● PROBLEM TO SOLVE:
Repeat the entries word for word. Leave nothing out.

** Opening INFORMATION PROVIDED block **

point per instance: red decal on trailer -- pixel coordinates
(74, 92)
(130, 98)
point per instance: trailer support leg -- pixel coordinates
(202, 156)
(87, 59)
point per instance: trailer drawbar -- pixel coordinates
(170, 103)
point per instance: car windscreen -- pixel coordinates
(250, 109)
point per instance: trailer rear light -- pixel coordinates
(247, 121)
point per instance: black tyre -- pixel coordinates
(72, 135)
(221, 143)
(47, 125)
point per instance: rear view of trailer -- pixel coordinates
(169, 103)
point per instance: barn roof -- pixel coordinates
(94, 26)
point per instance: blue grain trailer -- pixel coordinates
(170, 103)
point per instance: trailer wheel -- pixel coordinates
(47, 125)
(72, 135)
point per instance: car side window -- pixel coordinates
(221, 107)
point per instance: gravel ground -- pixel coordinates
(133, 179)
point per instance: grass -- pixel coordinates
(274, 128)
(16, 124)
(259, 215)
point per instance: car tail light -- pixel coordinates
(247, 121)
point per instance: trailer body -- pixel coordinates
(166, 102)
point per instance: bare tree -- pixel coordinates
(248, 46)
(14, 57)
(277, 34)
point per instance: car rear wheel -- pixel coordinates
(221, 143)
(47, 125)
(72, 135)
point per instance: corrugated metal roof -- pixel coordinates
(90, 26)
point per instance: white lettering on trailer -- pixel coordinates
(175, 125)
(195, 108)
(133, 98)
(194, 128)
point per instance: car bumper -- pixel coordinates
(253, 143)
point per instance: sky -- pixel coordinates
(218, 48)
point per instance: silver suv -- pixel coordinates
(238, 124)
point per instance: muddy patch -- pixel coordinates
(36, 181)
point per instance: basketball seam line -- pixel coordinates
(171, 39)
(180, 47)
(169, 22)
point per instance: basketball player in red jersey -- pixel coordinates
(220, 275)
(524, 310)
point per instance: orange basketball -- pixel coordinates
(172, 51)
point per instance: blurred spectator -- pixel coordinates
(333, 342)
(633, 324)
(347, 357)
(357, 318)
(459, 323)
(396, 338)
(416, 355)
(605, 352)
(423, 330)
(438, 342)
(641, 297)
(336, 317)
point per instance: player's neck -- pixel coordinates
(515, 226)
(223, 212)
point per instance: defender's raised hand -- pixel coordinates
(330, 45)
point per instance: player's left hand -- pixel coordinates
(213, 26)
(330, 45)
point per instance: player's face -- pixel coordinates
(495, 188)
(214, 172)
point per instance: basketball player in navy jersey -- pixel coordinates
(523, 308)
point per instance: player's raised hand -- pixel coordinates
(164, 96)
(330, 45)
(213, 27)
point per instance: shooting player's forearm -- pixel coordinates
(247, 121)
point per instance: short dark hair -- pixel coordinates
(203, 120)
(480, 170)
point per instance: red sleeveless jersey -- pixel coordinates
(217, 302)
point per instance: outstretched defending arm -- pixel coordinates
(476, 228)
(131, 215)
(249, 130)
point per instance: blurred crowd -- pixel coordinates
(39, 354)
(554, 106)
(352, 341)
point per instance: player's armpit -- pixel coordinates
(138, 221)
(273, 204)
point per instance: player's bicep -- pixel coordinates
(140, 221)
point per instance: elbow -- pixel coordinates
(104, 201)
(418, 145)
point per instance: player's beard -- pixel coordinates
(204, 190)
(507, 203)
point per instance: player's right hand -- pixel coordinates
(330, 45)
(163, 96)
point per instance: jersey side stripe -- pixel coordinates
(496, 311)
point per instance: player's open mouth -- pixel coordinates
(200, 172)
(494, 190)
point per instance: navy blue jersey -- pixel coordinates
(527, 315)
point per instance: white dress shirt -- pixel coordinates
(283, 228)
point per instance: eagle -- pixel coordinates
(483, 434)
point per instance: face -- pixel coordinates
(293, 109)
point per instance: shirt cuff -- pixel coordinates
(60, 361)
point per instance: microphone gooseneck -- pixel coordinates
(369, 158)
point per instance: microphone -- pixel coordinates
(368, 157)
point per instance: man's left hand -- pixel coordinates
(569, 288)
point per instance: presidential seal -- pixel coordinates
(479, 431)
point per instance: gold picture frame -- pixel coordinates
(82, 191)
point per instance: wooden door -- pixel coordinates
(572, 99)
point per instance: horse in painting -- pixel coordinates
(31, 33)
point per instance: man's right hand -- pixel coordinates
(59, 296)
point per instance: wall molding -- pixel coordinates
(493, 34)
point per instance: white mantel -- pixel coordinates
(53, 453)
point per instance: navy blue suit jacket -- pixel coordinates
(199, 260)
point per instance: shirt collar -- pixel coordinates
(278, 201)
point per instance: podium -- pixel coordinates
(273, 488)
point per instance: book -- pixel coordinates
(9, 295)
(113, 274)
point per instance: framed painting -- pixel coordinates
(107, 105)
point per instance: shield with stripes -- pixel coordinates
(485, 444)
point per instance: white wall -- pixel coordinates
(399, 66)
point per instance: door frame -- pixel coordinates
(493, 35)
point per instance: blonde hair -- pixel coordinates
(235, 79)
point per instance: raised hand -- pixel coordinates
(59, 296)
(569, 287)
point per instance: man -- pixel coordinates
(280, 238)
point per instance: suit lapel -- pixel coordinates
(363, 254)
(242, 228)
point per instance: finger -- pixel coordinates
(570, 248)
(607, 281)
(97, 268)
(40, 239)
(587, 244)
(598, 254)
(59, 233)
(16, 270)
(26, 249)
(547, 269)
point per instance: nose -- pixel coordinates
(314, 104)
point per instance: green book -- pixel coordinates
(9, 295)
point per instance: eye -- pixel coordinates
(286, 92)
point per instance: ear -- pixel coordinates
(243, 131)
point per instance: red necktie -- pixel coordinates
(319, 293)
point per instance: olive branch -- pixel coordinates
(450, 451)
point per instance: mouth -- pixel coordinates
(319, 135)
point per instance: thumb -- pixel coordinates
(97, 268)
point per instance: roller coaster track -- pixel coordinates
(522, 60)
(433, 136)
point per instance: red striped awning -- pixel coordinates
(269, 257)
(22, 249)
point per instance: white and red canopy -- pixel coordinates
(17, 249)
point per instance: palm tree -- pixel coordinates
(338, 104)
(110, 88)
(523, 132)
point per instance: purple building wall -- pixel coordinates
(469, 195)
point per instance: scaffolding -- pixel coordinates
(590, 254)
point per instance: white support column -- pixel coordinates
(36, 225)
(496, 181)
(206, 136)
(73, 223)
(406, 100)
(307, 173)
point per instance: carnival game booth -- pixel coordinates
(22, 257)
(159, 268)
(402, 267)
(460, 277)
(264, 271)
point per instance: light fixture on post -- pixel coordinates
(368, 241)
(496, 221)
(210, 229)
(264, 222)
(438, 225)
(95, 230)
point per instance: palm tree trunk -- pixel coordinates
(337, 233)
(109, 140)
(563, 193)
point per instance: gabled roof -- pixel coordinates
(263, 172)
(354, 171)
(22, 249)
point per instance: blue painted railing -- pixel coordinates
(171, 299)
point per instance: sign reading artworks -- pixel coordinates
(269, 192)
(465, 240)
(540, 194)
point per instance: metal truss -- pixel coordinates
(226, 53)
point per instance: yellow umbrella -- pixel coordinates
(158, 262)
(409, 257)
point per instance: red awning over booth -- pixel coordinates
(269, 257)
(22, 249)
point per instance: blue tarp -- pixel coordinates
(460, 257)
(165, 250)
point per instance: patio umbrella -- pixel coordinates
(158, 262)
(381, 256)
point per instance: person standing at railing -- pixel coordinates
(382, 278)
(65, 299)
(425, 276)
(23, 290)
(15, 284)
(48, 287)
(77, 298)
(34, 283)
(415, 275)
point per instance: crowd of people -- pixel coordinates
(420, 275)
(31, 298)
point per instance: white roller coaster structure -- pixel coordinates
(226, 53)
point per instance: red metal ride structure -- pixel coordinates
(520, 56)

** Closing INFORMATION PROVIDED block **

● RESPONSE FOR THIS EXERCISE:
point per instance: red decal on trailer -- pixel coordinates
(74, 92)
(130, 98)
point per instance: trailer support leg -- pixel coordinates
(202, 156)
(87, 59)
point per instance: trailer drawbar -- pixel coordinates
(170, 103)
point per instance: car windscreen -- pixel coordinates
(250, 109)
point per instance: trailer rear light -- pixel coordinates
(247, 121)
point per instance: black tyre -- pixel coordinates
(72, 135)
(221, 143)
(47, 125)
point per instance: rear view of trailer -- pixel coordinates
(169, 103)
point per instance: barn roof -- pixel coordinates
(94, 26)
point per instance: blue grain trailer -- pixel coordinates
(170, 103)
point per instance: trailer wheel -- pixel coordinates
(47, 125)
(72, 135)
point per instance: car side window -- pixel coordinates
(221, 107)
point per instance: gravel ground -- pixel coordinates
(133, 179)
point per instance: grass -- pixel coordinates
(274, 128)
(16, 124)
(259, 215)
point per instance: car tail light -- pixel coordinates
(247, 121)
point per instance: trailer body -- pixel coordinates
(166, 102)
point per instance: bare tree -- pixel coordinates
(248, 46)
(14, 57)
(277, 34)
point per instance: car rear wheel -- pixel coordinates
(221, 143)
(47, 125)
(72, 135)
point per instance: corrugated metal roof -- pixel coordinates
(90, 26)
point per instance: white lettering on trailer -- pixel coordinates
(175, 125)
(195, 108)
(133, 98)
(194, 128)
point per instance: car bumper -- pixel coordinates
(253, 143)
point per instance: sky -- pixel coordinates
(218, 48)
point per instance: silver suv -- pixel coordinates
(238, 124)
point per instance: muddy patch -- pixel coordinates
(36, 181)
point per instance: basketball seam line -- pixel coordinates
(171, 39)
(180, 47)
(169, 22)
point per instance: basketball player in red jersey -- pixel coordinates
(220, 275)
(524, 310)
point per instance: orange basketball -- pixel coordinates
(172, 51)
point per instance: blurred spectator -- pixel coordinates
(333, 342)
(633, 324)
(347, 357)
(357, 318)
(459, 323)
(396, 338)
(416, 355)
(605, 352)
(423, 330)
(438, 342)
(641, 297)
(336, 317)
point per instance: player's neck -- pixel coordinates
(515, 226)
(223, 212)
point per instance: defender's raised hand -- pixel coordinates
(330, 45)
point per instance: player's left hand -- pixel coordinates
(213, 26)
(330, 45)
point per instance: player's face -- pixel coordinates
(495, 188)
(214, 172)
point per instance: basketball player in navy jersey -- pixel coordinates
(523, 308)
point per instance: player's raised hand -- pixel coordinates
(164, 96)
(330, 45)
(213, 27)
point per instance: shooting player's forearm -- pixel coordinates
(247, 121)
point per instance: short dark hair -- pixel coordinates
(203, 120)
(480, 170)
point per instance: red sleeveless jersey -- pixel coordinates
(217, 302)
point per instance: outstretched defending arm -- pixel coordinates
(476, 228)
(131, 215)
(249, 130)
point per instance: blurred crowd -- pixel coordinates
(39, 354)
(554, 106)
(352, 341)
point per instance: player's armpit -- pixel coordinates
(138, 221)
(273, 204)
point per instance: player's bicep -- pixel coordinates
(140, 221)
point per instance: elbow -- pixel coordinates
(104, 201)
(418, 145)
point per instance: player's beard -- pixel coordinates
(204, 190)
(507, 203)
point per instance: player's right hand -- pixel coordinates
(330, 45)
(163, 96)
point per instance: jersey side stripe -- pixel coordinates
(496, 311)
point per instance: player's open mouth -- pixel coordinates
(200, 172)
(494, 190)
point per instance: navy blue jersey -- pixel coordinates
(527, 315)
point per instance: white dress shirt -- pixel coordinates
(283, 228)
point per instance: eagle -- pixel coordinates
(483, 434)
point per instance: face -- pixel coordinates
(293, 109)
point per instance: shirt cuff -- pixel coordinates
(60, 361)
point per instance: microphone gooseneck -- pixel coordinates
(369, 158)
point per instance: microphone -- pixel coordinates
(368, 157)
point per instance: man's left hand -- pixel coordinates
(569, 288)
point per instance: presidential seal -- pixel coordinates
(479, 431)
point per instance: gold picture frame -- pixel coordinates
(82, 191)
point per instance: wooden door -- pixel coordinates
(572, 99)
point per instance: horse in painting -- pixel coordinates
(31, 33)
point per instance: man's right hand -- pixel coordinates
(59, 296)
point per instance: wall molding -- pixel coordinates
(493, 34)
point per instance: white mantel -- pixel coordinates
(53, 453)
point per instance: navy blue suit jacket -- pixel coordinates
(199, 260)
point per instance: shirt collar -- pixel coordinates
(278, 201)
point per instance: podium -- pixel coordinates
(273, 488)
point per instance: book -- pixel coordinates
(9, 295)
(113, 274)
point per instance: framed painting -- pixel coordinates
(107, 105)
point per instance: shield with stripes -- pixel coordinates
(485, 444)
point per instance: white wall -- pixel coordinates
(399, 66)
point per instance: door frame -- pixel coordinates
(493, 35)
point per instance: blonde hair -- pixel coordinates
(235, 79)
point per instance: raised hand -- pixel coordinates
(59, 296)
(569, 287)
point per instance: man -- pixel coordinates
(280, 238)
point per instance: suit lapel -- pixel coordinates
(363, 254)
(242, 228)
point per instance: finger -- pixel coordinates
(570, 248)
(607, 281)
(97, 268)
(40, 239)
(587, 244)
(598, 254)
(59, 233)
(16, 270)
(26, 249)
(547, 269)
point per instance: nose -- pixel coordinates
(314, 104)
point per instance: green book -- pixel coordinates
(9, 295)
point per instance: eye -- pixel coordinates
(286, 92)
point per instance: ear -- pixel coordinates
(243, 131)
point per instance: red necktie -- pixel coordinates
(319, 293)
point per instance: olive branch -- pixel coordinates
(450, 451)
point per instance: mouth -- pixel coordinates
(319, 135)
point per instance: thumb -- pixel coordinates
(97, 268)
point per instance: roller coaster track -- pixel coordinates
(522, 60)
(433, 136)
point per instance: red striped awning -- pixel coordinates
(269, 257)
(22, 249)
point per instance: white and red canopy -- pixel coordinates
(17, 249)
point per instance: palm tree -- pixel coordinates
(338, 104)
(110, 88)
(523, 132)
point per instance: purple building wall -- pixel coordinates
(469, 195)
point per instance: scaffolding -- pixel coordinates
(590, 254)
point per instance: white support column -- pixel coordinates
(36, 225)
(496, 181)
(206, 136)
(73, 223)
(406, 100)
(307, 173)
point per instance: carnival game booth -- pixel coordinates
(22, 257)
(159, 268)
(402, 267)
(460, 277)
(264, 271)
point per instance: light fixture on post -- pixel coordinates
(368, 241)
(496, 221)
(210, 229)
(264, 222)
(438, 225)
(95, 230)
point per instance: palm tree trunk -- pixel coordinates
(337, 233)
(109, 140)
(563, 193)
point per instance: gabled roof -- pixel coordinates
(263, 172)
(354, 171)
(22, 249)
point per instance: blue painted railing -- pixel coordinates
(171, 299)
point per instance: sign reading artworks -- pixel coordinates
(269, 192)
(465, 240)
(540, 194)
point per instance: metal truss -- pixel coordinates
(226, 53)
point per instance: yellow umbrella -- pixel coordinates
(158, 262)
(409, 257)
point per instance: red awning over booth -- pixel coordinates
(269, 257)
(22, 249)
point per instance: blue tarp -- pixel coordinates
(460, 257)
(165, 250)
point per instance: patio umbrella -- pixel coordinates
(158, 262)
(381, 256)
point per instance: person standing at railing -- pixel coordinates
(382, 278)
(65, 299)
(425, 276)
(23, 290)
(15, 284)
(48, 287)
(77, 298)
(34, 283)
(415, 275)
point per instance: crowd of people -- pixel coordinates
(420, 275)
(31, 298)
point per instance: white roller coaster structure -- pixel coordinates
(226, 53)
point per instance: red metal ride structure -- pixel coordinates
(520, 56)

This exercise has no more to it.